## BEGIN SUPPLIED RECORDS

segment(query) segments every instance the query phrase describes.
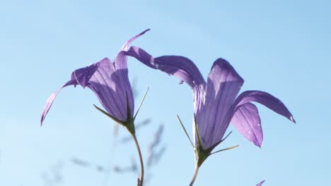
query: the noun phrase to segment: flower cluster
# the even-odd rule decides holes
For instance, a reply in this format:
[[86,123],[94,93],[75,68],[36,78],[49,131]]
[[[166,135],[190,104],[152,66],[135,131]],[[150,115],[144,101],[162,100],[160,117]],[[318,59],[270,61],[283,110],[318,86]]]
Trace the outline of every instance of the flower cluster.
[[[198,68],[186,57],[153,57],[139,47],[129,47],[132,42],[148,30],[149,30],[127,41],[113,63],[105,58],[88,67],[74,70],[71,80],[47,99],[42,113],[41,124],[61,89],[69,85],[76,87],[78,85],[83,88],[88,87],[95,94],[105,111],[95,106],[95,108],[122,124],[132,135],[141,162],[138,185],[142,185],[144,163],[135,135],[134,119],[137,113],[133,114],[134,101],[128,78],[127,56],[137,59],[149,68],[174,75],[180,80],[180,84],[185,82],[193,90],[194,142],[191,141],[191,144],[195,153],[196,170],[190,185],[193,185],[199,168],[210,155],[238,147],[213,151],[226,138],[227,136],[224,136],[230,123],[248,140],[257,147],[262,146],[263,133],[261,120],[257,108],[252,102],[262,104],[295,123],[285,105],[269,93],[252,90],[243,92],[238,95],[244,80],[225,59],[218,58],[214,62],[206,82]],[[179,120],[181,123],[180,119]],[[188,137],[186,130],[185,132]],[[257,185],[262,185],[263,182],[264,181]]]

## END SUPPLIED RECORDS
## BEGIN SUPPLIED RECORDS

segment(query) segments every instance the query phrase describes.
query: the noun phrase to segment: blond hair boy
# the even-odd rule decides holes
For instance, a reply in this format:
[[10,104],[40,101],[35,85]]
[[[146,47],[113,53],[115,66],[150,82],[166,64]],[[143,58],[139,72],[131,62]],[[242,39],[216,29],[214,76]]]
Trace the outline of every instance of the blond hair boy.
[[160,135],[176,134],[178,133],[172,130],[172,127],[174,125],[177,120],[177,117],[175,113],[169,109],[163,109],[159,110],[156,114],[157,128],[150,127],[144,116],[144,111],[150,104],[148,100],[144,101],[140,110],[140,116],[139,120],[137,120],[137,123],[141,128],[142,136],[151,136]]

## END SUPPLIED RECORDS

SET TASK:
Show each line of the listing above that contains the word "every".

PROBLEM SOLUTION:
segment(query) segments every instance the query phrase describes.
Trace the outline of every instance of the flower cluster.
segment(query) segments every instance the query phrase describes.
Trace the outline of every instance of the blond hair boy.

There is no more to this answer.